- _Goal_
Return every one of the records below word for word, with each line unchanged and in its original order.
+++
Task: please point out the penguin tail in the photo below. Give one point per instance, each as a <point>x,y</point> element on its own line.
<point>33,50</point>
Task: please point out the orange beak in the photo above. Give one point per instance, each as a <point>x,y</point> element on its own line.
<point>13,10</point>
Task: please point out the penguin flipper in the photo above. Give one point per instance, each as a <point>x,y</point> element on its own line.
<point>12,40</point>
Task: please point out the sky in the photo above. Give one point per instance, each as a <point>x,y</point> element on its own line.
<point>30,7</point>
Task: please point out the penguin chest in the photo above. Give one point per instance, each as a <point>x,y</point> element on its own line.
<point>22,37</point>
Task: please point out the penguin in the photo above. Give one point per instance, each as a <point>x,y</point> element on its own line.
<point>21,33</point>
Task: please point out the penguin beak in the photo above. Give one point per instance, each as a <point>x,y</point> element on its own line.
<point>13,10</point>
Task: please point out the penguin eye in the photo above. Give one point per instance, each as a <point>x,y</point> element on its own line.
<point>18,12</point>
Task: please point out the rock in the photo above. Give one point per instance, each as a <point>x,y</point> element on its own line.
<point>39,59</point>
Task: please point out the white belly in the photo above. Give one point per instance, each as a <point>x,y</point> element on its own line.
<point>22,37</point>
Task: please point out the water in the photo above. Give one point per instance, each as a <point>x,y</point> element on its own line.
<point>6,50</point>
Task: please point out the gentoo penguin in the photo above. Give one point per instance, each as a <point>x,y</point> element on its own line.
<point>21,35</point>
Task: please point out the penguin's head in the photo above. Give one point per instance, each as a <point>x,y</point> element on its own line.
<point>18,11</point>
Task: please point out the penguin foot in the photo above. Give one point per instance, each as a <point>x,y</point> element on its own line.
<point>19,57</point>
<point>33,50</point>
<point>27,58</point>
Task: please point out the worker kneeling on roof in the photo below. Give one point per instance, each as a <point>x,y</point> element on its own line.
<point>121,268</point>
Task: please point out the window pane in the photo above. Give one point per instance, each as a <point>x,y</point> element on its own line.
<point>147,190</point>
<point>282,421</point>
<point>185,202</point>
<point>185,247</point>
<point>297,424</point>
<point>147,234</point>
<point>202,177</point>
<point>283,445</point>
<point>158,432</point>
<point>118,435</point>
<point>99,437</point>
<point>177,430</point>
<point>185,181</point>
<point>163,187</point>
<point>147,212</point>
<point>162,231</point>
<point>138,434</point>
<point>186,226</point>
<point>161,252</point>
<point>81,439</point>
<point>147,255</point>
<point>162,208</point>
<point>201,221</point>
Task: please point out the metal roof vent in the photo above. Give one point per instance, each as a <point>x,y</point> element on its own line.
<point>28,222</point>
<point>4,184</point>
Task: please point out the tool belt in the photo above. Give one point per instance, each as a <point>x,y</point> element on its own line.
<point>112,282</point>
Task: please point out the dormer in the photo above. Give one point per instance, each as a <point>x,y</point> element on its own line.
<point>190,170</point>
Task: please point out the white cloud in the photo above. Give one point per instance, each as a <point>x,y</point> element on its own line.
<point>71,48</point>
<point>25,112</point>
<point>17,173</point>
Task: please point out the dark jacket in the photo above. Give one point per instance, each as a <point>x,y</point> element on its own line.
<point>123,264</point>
+++
- _Written answer_
Task: please point out the penguin tail in the photo below. Give one point per instance, each as a <point>x,y</point> element on its own line.
<point>33,50</point>
Task: please point out the orange beak in the photo above. Give one point per instance, each as a <point>x,y</point> element on its own line.
<point>13,10</point>
Task: please point out the penguin flipper in the photo above. Give one point per instance, each as a <point>x,y</point> element on its own line.
<point>12,40</point>
Task: please point out the sky in the photo above. Give one point per instance, each as a <point>x,y</point> element on its own line.
<point>30,7</point>
Task: please point out the penguin chest in the photo above. Give one point per instance, each as a <point>x,y</point> element on its own line.
<point>22,37</point>
Task: please point out the penguin in the photo above. Give one point per instance, each as a <point>x,y</point> element on its own line.
<point>21,33</point>
Task: please point out the penguin beak in the photo above. Give one point per instance, each as a <point>x,y</point> element on its own line.
<point>13,10</point>
Task: please point out the penguin eye in the photo above. Give one point per instance, each as a <point>x,y</point> element on its own line.
<point>18,12</point>
Task: please point out the rock in the photo above. Give one point per instance, each as a <point>x,y</point> element on its own line.
<point>39,59</point>
Task: please point out the white belly in the photo above. Give one point per instance, each as a <point>x,y</point> element on its own line.
<point>22,37</point>
Task: please point out the water in the photo above. Give one point per instance, each as a <point>x,y</point> element on its own line.
<point>6,50</point>
Task: please point out the gentoo penguin in the photo above. Give one point per instance, each as a <point>x,y</point> element on its own line.
<point>21,35</point>
Task: please point out the penguin's head in the photo above. Give one point per instance, each as a <point>x,y</point> element on its own line.
<point>18,11</point>
Task: please point out the penguin foot in the photo above. Give one point per instance, each as a <point>x,y</point> element on its own line.
<point>19,57</point>
<point>33,50</point>
<point>27,58</point>
Task: please point out the worker kneeling on roof in the photo below. Give one point per instance, each as a <point>x,y</point> element on its own line.
<point>121,268</point>
Task: please point out the window pane in the photo above. Give one point per instance, each as a <point>x,y</point> element on its own line.
<point>147,190</point>
<point>282,421</point>
<point>185,202</point>
<point>185,247</point>
<point>297,424</point>
<point>147,234</point>
<point>202,177</point>
<point>283,445</point>
<point>158,432</point>
<point>118,435</point>
<point>99,437</point>
<point>177,430</point>
<point>185,181</point>
<point>163,187</point>
<point>147,212</point>
<point>162,231</point>
<point>138,434</point>
<point>186,226</point>
<point>161,252</point>
<point>81,439</point>
<point>147,255</point>
<point>162,208</point>
<point>201,221</point>
Task: please point out the metal roof vent in the photo above. Give one point per instance, each as a <point>x,y</point> element on its own line.
<point>28,222</point>
<point>4,184</point>
Task: please point out the tool belt in the photo above. Give one point per instance, each as a <point>x,y</point> element on its own line.
<point>112,282</point>
Task: please point out the dormer in the photo above. Give one point per instance, each as a <point>x,y</point> element on its own line.
<point>190,170</point>
Task: please point out the white cloud in the photo above. Give one point per instance, each as a <point>x,y</point> element on its own line.
<point>71,48</point>
<point>25,112</point>
<point>17,173</point>
Task: please point out the dark jacket in the photo above. Give one point per instance, each as a <point>x,y</point> element on its own line.
<point>123,264</point>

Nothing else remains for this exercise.